=== Fragment strony ===

Название: Własna firma krok po kroku
Автор: Grzegorz Krzemień
Издательство: OSDW Azymut
Жанр: О бизнесе популярно
isbn: 978-83-8087-783-2
isbn:
Zaczynasz wypłacać sobie pensję, która nie powoduje, że musisz oszczędzać na jedzeniu (nie przesadzam!). Nadal jednak trzeba pamiętać, że ludzie, którzy dla ciebie pracują, stoją w kolejce po wypłatę i są przed tobą20, ponieważ brak poczucia stabilności wypłaty jest ważnym czynnikiem, który powoduje chęć zmiany pracy. Na tak wczesnym etapie rozwoju firmy więzi z pracownikami nie są aż tak silne, jak później. Pracownicy traktują cię jak wariata porywającego się z motyką na słońce. W takich okolicznościach każdy sygnał, że coś jest nie tak z kasą, dla większości ludzi stanowi silny impuls do zmiany.

=== Wiersze danych ===

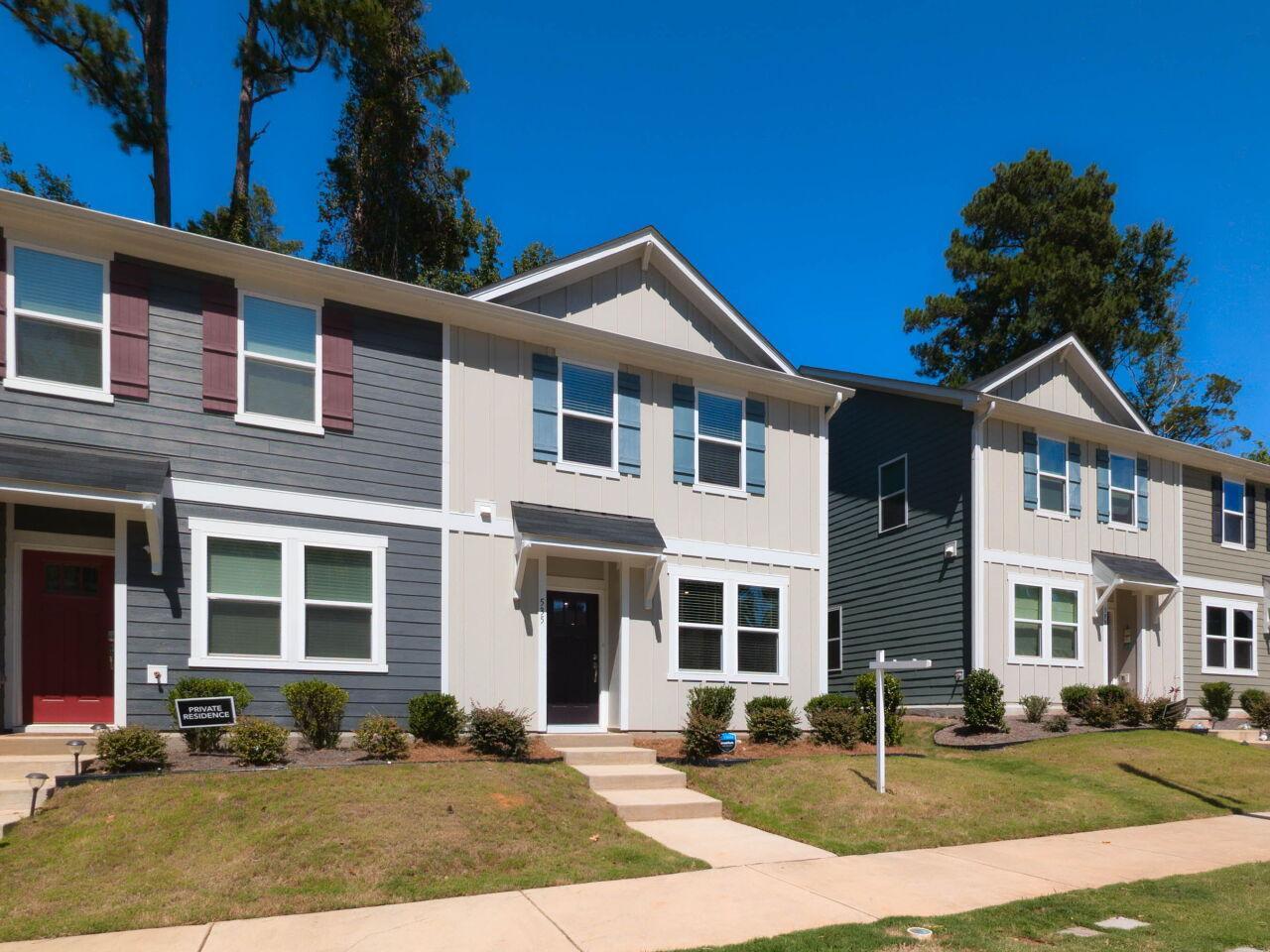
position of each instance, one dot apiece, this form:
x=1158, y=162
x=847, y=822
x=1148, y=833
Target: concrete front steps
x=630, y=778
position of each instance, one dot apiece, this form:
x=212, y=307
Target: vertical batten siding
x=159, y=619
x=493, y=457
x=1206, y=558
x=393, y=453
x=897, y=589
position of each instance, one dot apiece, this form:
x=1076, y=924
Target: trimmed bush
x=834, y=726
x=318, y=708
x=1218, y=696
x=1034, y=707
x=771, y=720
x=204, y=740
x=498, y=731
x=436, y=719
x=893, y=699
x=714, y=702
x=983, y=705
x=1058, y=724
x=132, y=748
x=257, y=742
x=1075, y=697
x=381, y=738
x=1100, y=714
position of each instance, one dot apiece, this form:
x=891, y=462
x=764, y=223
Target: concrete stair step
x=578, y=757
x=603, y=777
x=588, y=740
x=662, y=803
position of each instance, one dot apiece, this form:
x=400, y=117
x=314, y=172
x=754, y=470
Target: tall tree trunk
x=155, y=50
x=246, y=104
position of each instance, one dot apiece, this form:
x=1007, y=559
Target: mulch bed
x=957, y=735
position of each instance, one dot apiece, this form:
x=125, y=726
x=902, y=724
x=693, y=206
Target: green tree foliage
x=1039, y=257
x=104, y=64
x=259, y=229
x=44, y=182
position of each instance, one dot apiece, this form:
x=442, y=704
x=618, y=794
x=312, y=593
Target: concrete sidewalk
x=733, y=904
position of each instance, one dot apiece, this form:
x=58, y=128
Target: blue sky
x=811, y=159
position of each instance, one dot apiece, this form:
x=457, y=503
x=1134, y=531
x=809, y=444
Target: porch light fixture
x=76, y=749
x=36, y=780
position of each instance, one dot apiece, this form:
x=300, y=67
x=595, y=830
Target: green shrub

===

Zadania do wykonania
A - Odpowiedz krótko na pytania do fragmentu o własnej firmie:
(i) Kto jest autorem książki?
(ii) Które wydawnictwo ją wydało?
(iii) Jak według fragmentu pracownicy traktują właściciela na wczesnym etapie rozwoju firmy?
B - Przepisz wiernie z fragmentu o własnej firmie odcinek od słów „Название: Własna firma” aż po słowa „impuls do zmiany.”.
Wpisy nie mają żadnego związku z fragmentem o własnej firmie.

Odpowiedzi do zadań
A -
(i) Grzegorz Krzemień
(ii) OSDW Azymut
(iii) Jak wariata porywającego się z motyką na słońce.

B -
Название: Własna firma krok po kroku
Автор: Grzegorz Krzemień
Издательство: OSDW Azymut
Жанр: О бизнесе популярно
isbn: 978-83-8087-783-2
isbn:
Zaczynasz wypłacać sobie pensję, która nie powoduje, że musisz oszczędzać na jedzeniu (nie przesadzam!). Nadal jednak trzeba pamiętać, że ludzie, którzy dla ciebie pracują, stoją w kolejce po wypłatę i są przed tobą20, ponieważ brak poczucia stabilności wypłaty jest ważnym czynnikiem, który powoduje chęć zmiany pracy. Na tak wczesnym etapie rozwoju firmy więzi z pracownikami nie są aż tak silne, jak później. Pracownicy traktują cię jak wariata porywającego się z motyką na słońce. W takich okolicznościach każdy sygnał, że coś jest nie tak z kasą, dla większości ludzi stanowi silny impuls do zmiany.